(Extract to read begins)
The Ducati ST3 was made between 2004 and 2007 and used the DesmoTre engine, an SOHC three-valve motor which could meet anti-pollution emissions limits. In 2005 power increased from 102bhp to 107bhp, and a wet clutch replaced the earlier dry clutch.

A reviewer said of the ST3: "The three-valve (two intake and one exhaust) desmotre engine has a much smoother powerband than the desmoquattro mill of the ST4 and simply runs better. The ST3 engine is user-friendly, offering ample power in any situation. We easily prefer this engine over the ST4, even if it doesn't have quite the top-end hit."

In The Daily Telegraph, Kevin Ash called the ST3s a "sports bike for all seasons", adding "Ducati has added anti-lock brakes to the ST3 sports tourer, and the result is impressive".
(Extract to read ends)
(Data section begins)
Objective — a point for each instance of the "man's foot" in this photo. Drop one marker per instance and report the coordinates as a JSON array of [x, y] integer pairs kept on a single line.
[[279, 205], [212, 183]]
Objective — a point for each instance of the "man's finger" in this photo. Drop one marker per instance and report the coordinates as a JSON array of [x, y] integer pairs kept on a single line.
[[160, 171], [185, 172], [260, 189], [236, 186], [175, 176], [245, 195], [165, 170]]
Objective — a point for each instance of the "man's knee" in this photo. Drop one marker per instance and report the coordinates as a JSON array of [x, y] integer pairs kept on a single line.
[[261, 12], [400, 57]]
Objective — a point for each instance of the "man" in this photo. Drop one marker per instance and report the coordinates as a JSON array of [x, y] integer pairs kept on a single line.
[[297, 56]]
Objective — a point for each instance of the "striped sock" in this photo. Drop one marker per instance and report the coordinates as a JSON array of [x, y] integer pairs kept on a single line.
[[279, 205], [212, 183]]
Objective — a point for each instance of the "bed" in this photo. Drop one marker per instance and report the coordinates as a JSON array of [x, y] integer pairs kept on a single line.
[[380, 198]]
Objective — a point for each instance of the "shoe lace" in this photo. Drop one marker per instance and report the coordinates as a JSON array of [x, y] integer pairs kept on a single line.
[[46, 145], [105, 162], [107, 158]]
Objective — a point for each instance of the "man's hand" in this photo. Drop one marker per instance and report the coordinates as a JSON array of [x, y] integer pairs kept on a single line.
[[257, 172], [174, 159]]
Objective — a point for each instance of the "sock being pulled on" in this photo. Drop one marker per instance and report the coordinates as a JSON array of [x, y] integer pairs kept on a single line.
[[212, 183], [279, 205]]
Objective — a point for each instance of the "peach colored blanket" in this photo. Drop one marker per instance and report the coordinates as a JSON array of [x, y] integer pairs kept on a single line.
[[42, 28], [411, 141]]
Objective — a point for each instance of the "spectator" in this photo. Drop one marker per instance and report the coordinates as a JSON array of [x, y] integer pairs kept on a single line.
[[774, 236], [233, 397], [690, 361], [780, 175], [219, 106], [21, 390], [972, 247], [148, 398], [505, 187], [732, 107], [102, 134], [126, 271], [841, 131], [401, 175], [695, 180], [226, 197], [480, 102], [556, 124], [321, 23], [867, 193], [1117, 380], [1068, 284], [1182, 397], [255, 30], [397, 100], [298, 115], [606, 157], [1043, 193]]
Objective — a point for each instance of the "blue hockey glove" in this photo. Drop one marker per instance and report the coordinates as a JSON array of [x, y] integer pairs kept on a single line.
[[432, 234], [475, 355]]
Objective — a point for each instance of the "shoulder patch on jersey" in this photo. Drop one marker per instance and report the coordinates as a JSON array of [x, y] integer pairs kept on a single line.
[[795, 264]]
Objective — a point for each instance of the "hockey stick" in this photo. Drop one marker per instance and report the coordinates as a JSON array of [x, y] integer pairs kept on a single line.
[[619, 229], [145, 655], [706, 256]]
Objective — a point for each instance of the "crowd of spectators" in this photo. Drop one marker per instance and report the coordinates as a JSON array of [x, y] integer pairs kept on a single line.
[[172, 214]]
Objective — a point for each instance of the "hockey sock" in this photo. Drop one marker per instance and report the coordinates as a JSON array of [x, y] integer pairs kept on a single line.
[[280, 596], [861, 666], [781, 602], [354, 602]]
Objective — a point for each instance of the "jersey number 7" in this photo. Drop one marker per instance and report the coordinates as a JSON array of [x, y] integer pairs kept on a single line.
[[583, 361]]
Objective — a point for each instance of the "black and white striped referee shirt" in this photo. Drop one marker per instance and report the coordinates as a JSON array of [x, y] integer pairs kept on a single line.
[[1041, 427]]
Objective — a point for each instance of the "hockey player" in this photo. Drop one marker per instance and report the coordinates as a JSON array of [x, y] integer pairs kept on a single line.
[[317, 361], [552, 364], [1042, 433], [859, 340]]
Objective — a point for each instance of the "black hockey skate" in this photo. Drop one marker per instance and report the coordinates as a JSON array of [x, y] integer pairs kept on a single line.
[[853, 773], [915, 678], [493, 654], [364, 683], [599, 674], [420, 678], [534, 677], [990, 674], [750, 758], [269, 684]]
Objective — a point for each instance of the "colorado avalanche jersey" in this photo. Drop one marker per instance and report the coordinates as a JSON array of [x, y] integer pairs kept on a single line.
(Data section ends)
**Instructions**
[A] List every year that appears in the Ducati ST3 passage.
[B] Decide whether each statement agrees with the Ducati ST3 passage, giving yes or no and quoting the deciding words: (i) Power rose to 107bhp in 2005. (ii) The reviewer preferred the ST4 engine. (iii) The DesmoTre engine has four valves.
[C] Please extend the Ducati ST3 passage from the point where it stops.
The records have no connection to the Ducati ST3 passage.

**Activity answers**
[A] 2004, 2007, 2005

[B]
(i) Yes: "In 2005 power increased from 102bhp to 107bhp"
(ii) No: "We easily prefer this engine over the ST4"
(iii) No: "an SOHC three-valve motor"

[C]
The ST3 was succeeded by the ST3s, which gained the superior suspension components of the ST4s. The ST3s was, in essence, an upgraded ST3 with fully adjustable forks, Öhlins rear shock and ABS braking.

==Specifications==

Engine
- Layout: Transverse, liquid-cooled 90° V-twin, belt-driven DOHC, desmodromic valves.
- Induction: Marelli electronic fuel-injection with two 50 mm throttle bodies.
- Starting: Electric with anti-theft immobiliser, using a chip embedded in the key.
Transmission
- Six-speed gearbox with chain final drive:.
- Clutch:
  - 2002-2004: Hydraulically actuated dry multiplate clutch.
  - 2005: Hydraulically actuated wet multiplate clutch.

Chassis and suspension
- Wheelbase: 1430 mm.
- Seat height: 820 mm.
- Weight (dry):
  - 2002-2003: 212 kg.
  - 2004-2005: 201 kg.
- Suspension:
  - Front: 43 mm Showa inverted cartridge forks, TiN-coated, adjustable for preload, compression and rebound damping.
    - Rake: 24°
  - Rear: Öhlins monoshock adjustable for preload, compression and rebound damping.
    - ST4s-specific light-weight boxed aluminum swingarm.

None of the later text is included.